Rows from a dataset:
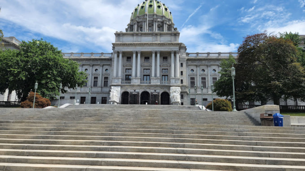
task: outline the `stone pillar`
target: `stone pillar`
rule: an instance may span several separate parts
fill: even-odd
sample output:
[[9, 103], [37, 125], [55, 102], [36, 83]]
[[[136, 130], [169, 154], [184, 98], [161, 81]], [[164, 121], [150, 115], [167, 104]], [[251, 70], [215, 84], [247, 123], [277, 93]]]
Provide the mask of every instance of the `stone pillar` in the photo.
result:
[[101, 64], [99, 65], [99, 87], [102, 86], [102, 79], [103, 75], [103, 65]]
[[114, 62], [113, 64], [113, 77], [117, 77], [117, 51], [114, 51]]
[[141, 51], [138, 51], [138, 63], [137, 66], [137, 77], [141, 77], [140, 69], [141, 69]]
[[156, 53], [155, 51], [152, 51], [152, 77], [155, 77], [155, 68], [156, 67], [155, 65], [155, 54]]
[[160, 51], [157, 51], [157, 77], [160, 77]]
[[120, 53], [120, 56], [119, 57], [119, 72], [118, 77], [122, 77], [122, 54], [123, 53], [123, 51], [119, 51]]
[[133, 51], [132, 53], [133, 53], [133, 56], [132, 57], [132, 75], [131, 76], [133, 77], [135, 77], [135, 65], [136, 61], [135, 59], [135, 54], [137, 53], [136, 51]]
[[175, 51], [171, 51], [171, 58], [170, 59], [170, 77], [173, 78], [175, 77], [174, 70], [175, 70], [175, 59], [174, 58], [174, 53]]
[[88, 86], [89, 87], [91, 87], [91, 85], [92, 85], [91, 82], [92, 82], [92, 73], [93, 72], [92, 72], [92, 70], [93, 69], [93, 66], [92, 64], [90, 64], [90, 69], [89, 70], [89, 78], [88, 78], [89, 80], [88, 82], [89, 84], [88, 85]]
[[179, 73], [179, 69], [180, 68], [180, 65], [179, 63], [179, 51], [176, 51], [176, 77], [179, 78], [180, 77], [180, 73]]
[[211, 92], [211, 65], [208, 65], [208, 88], [209, 92]]

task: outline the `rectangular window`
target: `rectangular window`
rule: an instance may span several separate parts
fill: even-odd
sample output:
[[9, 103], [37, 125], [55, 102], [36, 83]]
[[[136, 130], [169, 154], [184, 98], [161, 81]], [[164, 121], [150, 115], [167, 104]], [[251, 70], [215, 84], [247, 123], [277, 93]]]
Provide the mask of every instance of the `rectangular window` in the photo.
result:
[[168, 75], [162, 75], [162, 81], [168, 81]]
[[108, 77], [104, 77], [104, 86], [108, 86]]
[[131, 81], [131, 75], [125, 75], [125, 81]]
[[168, 73], [168, 69], [162, 69], [162, 73]]
[[215, 77], [213, 77], [212, 78], [212, 79], [213, 79], [212, 80], [213, 80], [213, 84], [215, 84], [215, 82], [216, 82], [216, 81], [217, 81], [217, 78]]
[[93, 80], [93, 87], [97, 87], [97, 82], [98, 79], [99, 77], [94, 77]]
[[195, 87], [195, 77], [191, 77], [191, 88], [193, 88]]
[[147, 74], [150, 73], [150, 69], [145, 69], [143, 70], [143, 73], [144, 74]]
[[205, 77], [201, 78], [201, 85], [203, 86], [204, 88], [206, 88], [206, 82]]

▶ **What you need to do**: Rewrite all the items above, swapping "stone pillar" for "stone column" wherever it occurs and leaving everything else unchanged. Omit the pictures.

▶ **Solution for this problem**:
task: outline the `stone column`
target: `stone column`
rule: an instance may span several separate parts
fill: even-odd
sample output:
[[9, 103], [37, 125], [55, 102], [36, 83]]
[[[136, 130], [169, 154], [184, 98], [161, 81]], [[164, 121], [150, 115], [167, 104]], [[251, 70], [215, 84], [247, 123], [277, 93]]]
Provide the mask of every instance of the `stone column` in the photo.
result:
[[101, 64], [99, 65], [99, 87], [102, 86], [102, 79], [103, 75], [103, 65]]
[[114, 62], [113, 64], [113, 77], [117, 77], [117, 51], [114, 51]]
[[141, 51], [138, 51], [138, 63], [137, 66], [137, 77], [141, 77], [140, 69], [141, 69]]
[[156, 53], [155, 51], [152, 51], [152, 77], [155, 77], [155, 68], [156, 67], [155, 65], [155, 54]]
[[160, 51], [157, 51], [157, 77], [160, 77]]
[[120, 53], [120, 56], [119, 57], [119, 72], [118, 77], [122, 77], [122, 54], [123, 53], [123, 51], [119, 51]]
[[133, 51], [132, 53], [133, 53], [133, 56], [132, 57], [132, 75], [131, 76], [133, 77], [135, 77], [135, 65], [136, 61], [135, 59], [135, 54], [137, 53], [136, 51]]
[[175, 51], [171, 51], [171, 58], [170, 59], [170, 77], [173, 78], [175, 77], [174, 70], [175, 70], [175, 59], [174, 58], [174, 53]]
[[88, 86], [89, 87], [91, 87], [91, 85], [92, 85], [91, 82], [92, 82], [92, 73], [93, 72], [92, 72], [92, 70], [93, 69], [93, 66], [92, 64], [90, 64], [90, 69], [89, 70], [89, 78], [88, 78], [89, 80], [88, 82], [89, 84], [88, 85]]
[[179, 73], [179, 69], [180, 68], [180, 65], [179, 63], [179, 51], [176, 51], [176, 77], [179, 78], [180, 77], [180, 73]]
[[211, 92], [211, 65], [208, 65], [208, 88], [209, 92]]

task: outline the `rectangular window`
target: `rectangular window`
rule: an instance may span several separate parts
fill: even-odd
sample output:
[[9, 103], [37, 125], [55, 102], [36, 83]]
[[[136, 130], [169, 154], [184, 98], [161, 81]], [[164, 121], [150, 115], [167, 104]], [[251, 70], [215, 84], [247, 123], [277, 93]]]
Provide the mask of every instance of the `rectangular window` in the photo.
result:
[[168, 75], [162, 75], [162, 81], [168, 81]]
[[108, 77], [104, 77], [104, 86], [108, 86]]
[[131, 81], [131, 75], [125, 75], [125, 81]]
[[168, 73], [168, 69], [162, 69], [162, 73]]
[[215, 77], [213, 77], [212, 78], [212, 79], [213, 79], [212, 80], [213, 80], [213, 84], [215, 84], [215, 82], [216, 82], [216, 81], [217, 81], [217, 78]]
[[93, 80], [93, 87], [97, 87], [97, 82], [98, 79], [99, 77], [94, 77]]
[[195, 87], [195, 77], [191, 77], [191, 88], [193, 88]]
[[147, 74], [150, 73], [150, 69], [145, 69], [143, 70], [143, 73], [144, 74]]
[[205, 77], [201, 78], [201, 85], [203, 86], [204, 88], [206, 88], [206, 82]]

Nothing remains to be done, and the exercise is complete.